__练习短文__
○ ○ ○ ○ ○
利用机器学习工具辅助蛋白质数据库生物注释。

Using machine learning tools for protein database biocuration assistance.

机构信息

IDEAI Research Center, Universitat Politècnica de Catalunya, UPC BarcelonaTech, 08034, Barcelona, Spain.

Centro de Investigación Biomédica en Red en Bioingeniería, Biomateriales y Nanomedicina (CIBER-BBN), 08193, Cerdanyola del Vallès, Spain.

出版信息

Sci Rep. 2018 Jul 5;8(1):10148. doi: 10.1038/s41598-018-28330-z.

DOI:10.1038/s41598-018-28330-z

PMID:29977071

原文链接:https://pmc.ncbi.nlm.nih.gov/articles/PMC6033909/

Abstract

Biocuration in the omics sciences has become paramount, as research in these fields rapidly evolves towards increasingly data-dependent models. As a result, the management of web-accessible publicly-available databases becomes a central task in biological knowledge dissemination. One relevant challenge for biocurators is the unambiguous identification of biological entities. In this study, we illustrate the adequacy of machine learning methods as biocuration assistance tools using a publicly available protein database as an example. This database contains information on G Protein-Coupled Receptors (GPCRs), which are part of eukaryotic cell membranes and relevant in cell communication as well as major drug targets in pharmacology. These receptors are characterized according to subtype labels. Previous analysis of this database provided evidence that some of the receptor sequences could be affected by a case of label noise, as they appeared to be too consistently misclassified by machine learning methods. Here, we extend our analysis to recent and quite substantially modified new versions of the database and reveal their now extremely accurate labeling using several machine learning models and different transformations of the unaligned sequences. These findings support the adequacy of our proposed method to identify problematic labeling cases as a tool for database biocuration.
○ ○ ○ ○ ○
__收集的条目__
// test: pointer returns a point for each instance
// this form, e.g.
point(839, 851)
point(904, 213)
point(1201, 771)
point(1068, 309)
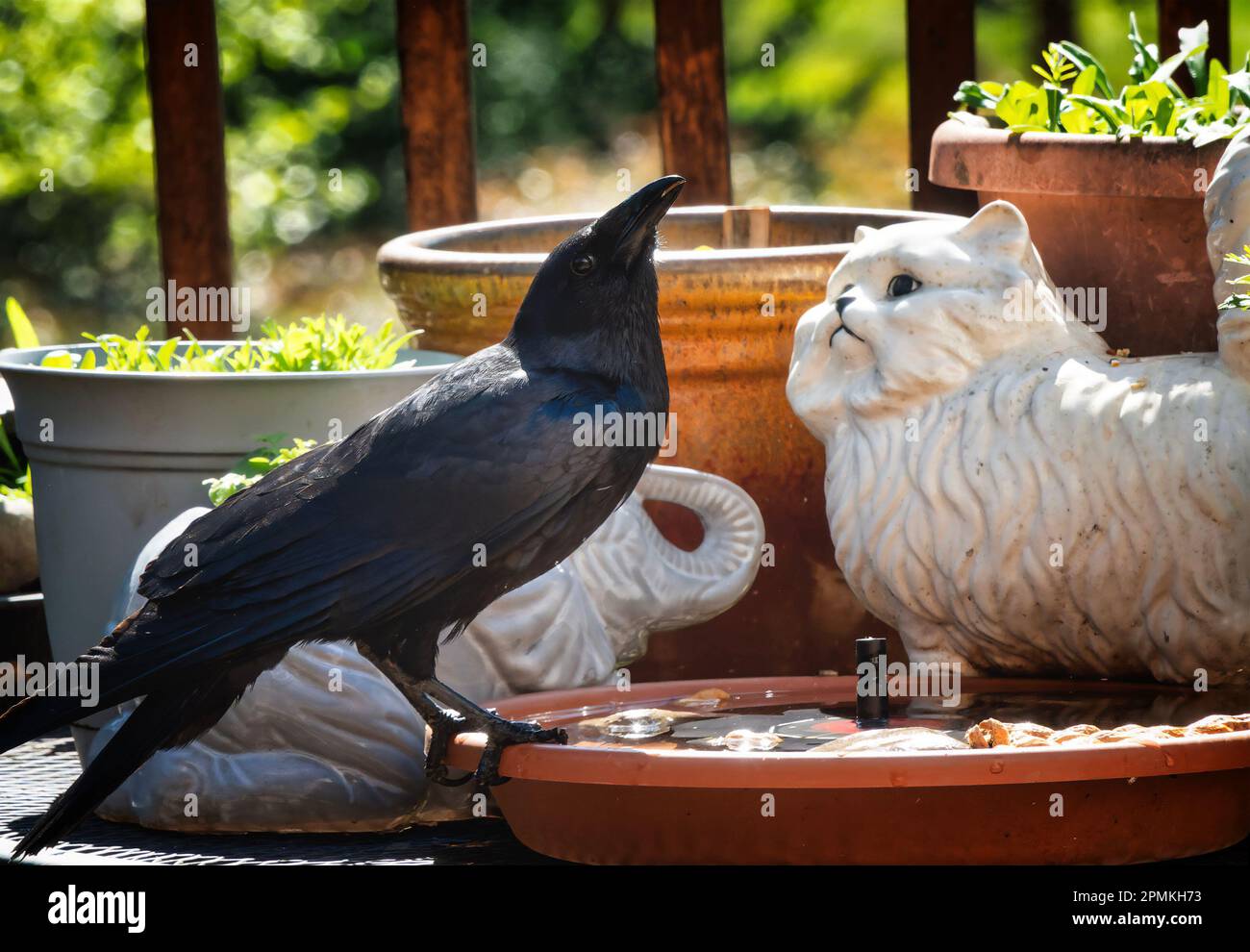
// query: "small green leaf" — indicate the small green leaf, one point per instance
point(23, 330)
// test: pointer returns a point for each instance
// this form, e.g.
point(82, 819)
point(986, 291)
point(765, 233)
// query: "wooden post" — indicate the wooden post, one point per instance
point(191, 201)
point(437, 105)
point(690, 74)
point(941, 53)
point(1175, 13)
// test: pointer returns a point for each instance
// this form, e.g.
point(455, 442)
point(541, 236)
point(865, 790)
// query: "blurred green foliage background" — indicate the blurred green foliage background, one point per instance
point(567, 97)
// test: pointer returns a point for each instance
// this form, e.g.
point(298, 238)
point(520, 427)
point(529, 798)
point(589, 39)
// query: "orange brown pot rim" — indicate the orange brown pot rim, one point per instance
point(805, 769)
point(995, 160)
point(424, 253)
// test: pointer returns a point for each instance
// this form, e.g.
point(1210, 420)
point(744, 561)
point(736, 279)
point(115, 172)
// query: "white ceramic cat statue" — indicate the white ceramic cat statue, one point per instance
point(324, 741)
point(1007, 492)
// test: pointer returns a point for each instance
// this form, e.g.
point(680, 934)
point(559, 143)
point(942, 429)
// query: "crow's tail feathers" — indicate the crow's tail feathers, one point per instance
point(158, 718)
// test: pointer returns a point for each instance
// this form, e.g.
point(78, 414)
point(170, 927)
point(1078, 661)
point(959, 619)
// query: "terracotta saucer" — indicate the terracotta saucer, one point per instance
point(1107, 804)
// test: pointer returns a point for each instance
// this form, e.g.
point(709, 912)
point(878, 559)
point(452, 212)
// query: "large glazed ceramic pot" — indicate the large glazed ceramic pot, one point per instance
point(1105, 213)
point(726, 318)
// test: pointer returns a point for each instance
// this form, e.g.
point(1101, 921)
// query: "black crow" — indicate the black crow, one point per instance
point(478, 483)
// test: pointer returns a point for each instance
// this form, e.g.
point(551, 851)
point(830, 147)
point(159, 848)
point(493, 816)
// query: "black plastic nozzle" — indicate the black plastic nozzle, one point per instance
○ ○ ○ ○ ○
把练习短文从头到尾一字不改地完整写出来。 只依据练习短文本身的内容。

__输出结果__
利用机器学习工具辅助蛋白质数据库生物注释。

Using machine learning tools for protein database biocuration assistance.

机构信息

IDEAI Research Center, Universitat Politècnica de Catalunya, UPC BarcelonaTech, 08034, Barcelona, Spain.

Centro de Investigación Biomédica en Red en Bioingeniería, Biomateriales y Nanomedicina (CIBER-BBN), 08193, Cerdanyola del Vallès, Spain.

出版信息

Sci Rep. 2018 Jul 5;8(1):10148. doi: 10.1038/s41598-018-28330-z.

DOI:10.1038/s41598-018-28330-z

PMID:29977071

原文链接:https://pmc.ncbi.nlm.nih.gov/articles/PMC6033909/

Abstract

Biocuration in the omics sciences has become paramount, as research in these fields rapidly evolves towards increasingly data-dependent models. As a result, the management of web-accessible publicly-available databases becomes a central task in biological knowledge dissemination. One relevant challenge for biocurators is the unambiguous identification of biological entities. In this study, we illustrate the adequacy of machine learning methods as biocuration assistance tools using a publicly available protein database as an example. This database contains information on G Protein-Coupled Receptors (GPCRs), which are part of eukaryotic cell membranes and relevant in cell communication as well as major drug targets in pharmacology. These receptors are characterized according to subtype labels. Previous analysis of this database provided evidence that some of the receptor sequences could be affected by a case of label noise, as they appeared to be too consistently misclassified by machine learning methods. Here, we extend our analysis to recent and quite substantially modified new versions of the database and reveal their now extremely accurate labeling using several machine learning models and different transformations of the unaligned sequences. These findings support the adequacy of our proposed method to identify problematic labeling cases as a tool for database biocuration.